● **Exercise requirements**
Reproduce the listing below word for word, with no pictures.

(Object position labeling entries)
-- -- --

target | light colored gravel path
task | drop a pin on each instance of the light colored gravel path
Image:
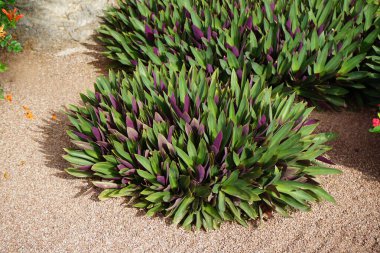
(43, 210)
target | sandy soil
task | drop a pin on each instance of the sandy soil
(44, 210)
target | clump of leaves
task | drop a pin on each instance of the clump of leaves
(195, 149)
(9, 17)
(314, 47)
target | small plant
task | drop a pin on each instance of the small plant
(313, 47)
(9, 16)
(195, 149)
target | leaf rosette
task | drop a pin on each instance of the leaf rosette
(198, 150)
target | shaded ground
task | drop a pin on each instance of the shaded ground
(44, 210)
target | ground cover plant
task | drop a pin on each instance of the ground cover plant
(195, 149)
(315, 47)
(376, 123)
(9, 16)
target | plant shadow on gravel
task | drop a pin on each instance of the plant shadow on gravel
(355, 146)
(101, 63)
(54, 140)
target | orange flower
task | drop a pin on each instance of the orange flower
(29, 115)
(12, 14)
(2, 32)
(9, 98)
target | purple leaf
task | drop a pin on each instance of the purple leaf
(98, 96)
(248, 24)
(217, 142)
(81, 135)
(149, 33)
(129, 122)
(135, 108)
(198, 34)
(270, 50)
(310, 122)
(235, 51)
(272, 6)
(105, 185)
(154, 79)
(289, 25)
(188, 129)
(210, 69)
(170, 133)
(201, 129)
(186, 117)
(96, 133)
(86, 167)
(175, 205)
(156, 52)
(239, 73)
(198, 102)
(325, 160)
(209, 33)
(121, 166)
(262, 121)
(125, 163)
(321, 29)
(216, 99)
(132, 134)
(114, 102)
(187, 104)
(163, 86)
(161, 180)
(200, 173)
(245, 129)
(157, 117)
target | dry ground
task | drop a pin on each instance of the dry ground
(44, 210)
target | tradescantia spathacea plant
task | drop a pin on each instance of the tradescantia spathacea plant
(314, 47)
(195, 149)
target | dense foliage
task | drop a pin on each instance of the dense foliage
(195, 149)
(376, 123)
(9, 16)
(315, 46)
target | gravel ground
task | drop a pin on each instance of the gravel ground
(44, 210)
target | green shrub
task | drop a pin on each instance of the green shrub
(314, 47)
(376, 123)
(9, 16)
(195, 149)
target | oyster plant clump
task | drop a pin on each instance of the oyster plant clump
(319, 49)
(195, 149)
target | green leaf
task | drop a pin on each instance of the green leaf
(351, 64)
(144, 162)
(236, 192)
(157, 196)
(104, 168)
(77, 160)
(182, 209)
(78, 173)
(316, 170)
(146, 175)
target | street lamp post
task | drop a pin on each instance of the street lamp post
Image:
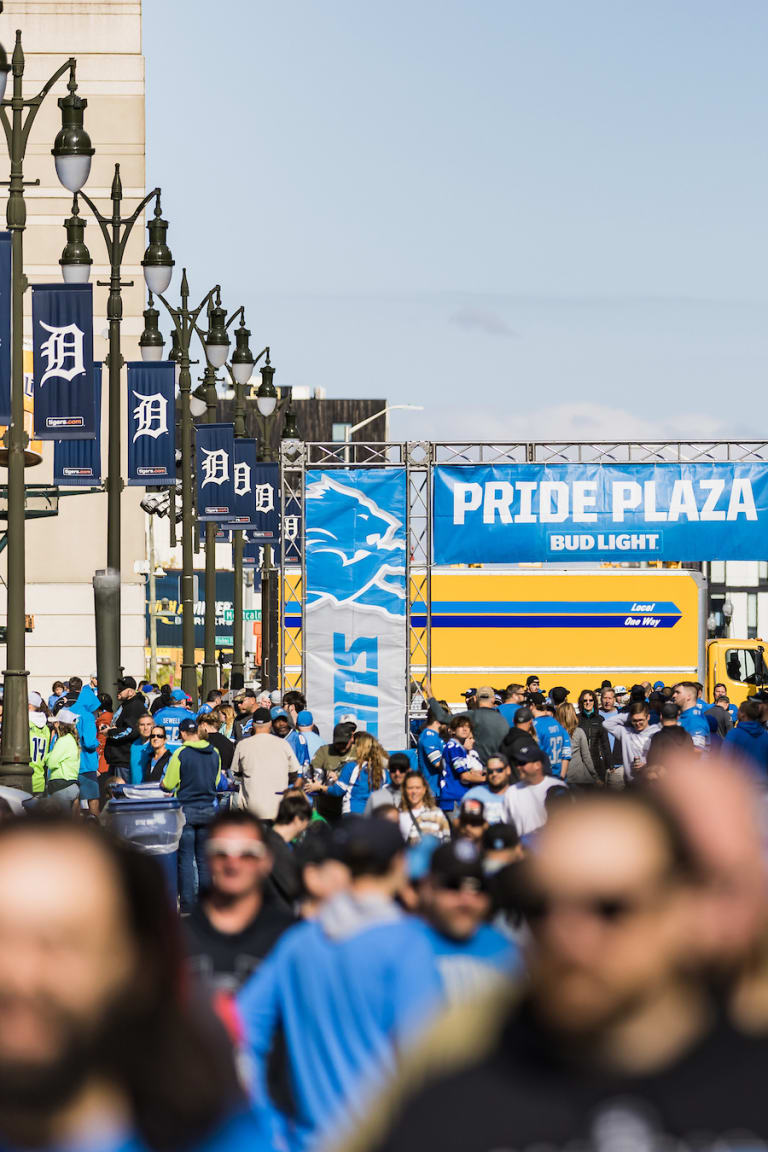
(71, 153)
(158, 270)
(241, 370)
(217, 345)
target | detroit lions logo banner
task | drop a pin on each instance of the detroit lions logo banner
(355, 629)
(151, 423)
(62, 348)
(78, 462)
(214, 462)
(5, 327)
(510, 513)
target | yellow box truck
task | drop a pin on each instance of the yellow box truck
(576, 628)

-- -- --

● **Final result**
target | light colored gravel path
task | drop a pin on each instance of the light colored gravel path
Image:
(43, 210)
target | sandy soil
task | drop a pin on each instance of the sandy soil
(44, 210)
target | clump of leaves
task | drop a pin on each instance of the clump of leaves
(195, 149)
(9, 17)
(314, 47)
target | small plant
task | drop a pin on each instance of the small plant
(313, 47)
(9, 16)
(195, 149)
target | leaf rosette
task | drop a pin on each instance of the leaf rosette
(198, 150)
target | shaded ground
task | drop a pin on each instance of the shaded ground
(44, 210)
target | ground cover plant
task | drop a pin on each instance of the ground cover plant
(195, 149)
(315, 47)
(376, 123)
(9, 16)
target | plant shadow on gravel
task | drop a pin on each instance of the plant shadow on gravel
(355, 146)
(101, 63)
(54, 140)
target | orange flower
task | drop a pin on each instance of the orange flower
(29, 115)
(12, 14)
(2, 32)
(9, 98)
target | purple leaf
task | drop a pin on each instance of the purple leaf
(98, 96)
(248, 24)
(217, 142)
(81, 135)
(149, 33)
(129, 122)
(135, 108)
(198, 34)
(270, 50)
(310, 122)
(235, 51)
(272, 6)
(105, 185)
(154, 79)
(289, 25)
(188, 129)
(210, 69)
(170, 133)
(201, 129)
(186, 117)
(96, 133)
(86, 167)
(175, 205)
(156, 52)
(239, 73)
(198, 102)
(325, 160)
(209, 33)
(121, 166)
(262, 121)
(125, 163)
(321, 29)
(216, 99)
(132, 134)
(114, 102)
(187, 104)
(163, 86)
(161, 180)
(200, 173)
(245, 129)
(157, 117)
target | dry ground
task | drop a pin on each instance of the dry ground
(44, 210)
target | tradescantia spathacea plant
task | drop a pin on each instance of the tradescantia spathacea plant
(314, 47)
(195, 149)
target | dense foliage
task | drop a pin on each instance of the dense foliage
(195, 149)
(376, 123)
(9, 16)
(315, 46)
target | gravel ground
task | drop a pin on each instance of the gravel ground
(44, 210)
target | green shrub
task | drop a pin on each instance of the green shrub
(314, 47)
(376, 123)
(9, 16)
(195, 149)
target | oyster plant clump
task | drop a pin on each instance of the oyster plant clump
(319, 49)
(195, 149)
target | green leaf
task | drop a pin on each instance of the green leaf
(351, 64)
(144, 162)
(236, 192)
(157, 196)
(104, 168)
(77, 160)
(182, 209)
(78, 173)
(316, 170)
(146, 175)
target | street lamp post
task | drop a pin on each instance of the street lamp post
Image:
(71, 153)
(158, 270)
(241, 370)
(217, 345)
target | detroit lions logo banner
task | drop a pin on each instance of the detroit lions logo banner
(355, 629)
(151, 423)
(62, 348)
(78, 462)
(214, 462)
(5, 327)
(510, 513)
target | yellow box truck
task | drop a pin on each instance of the yellow box truck
(576, 628)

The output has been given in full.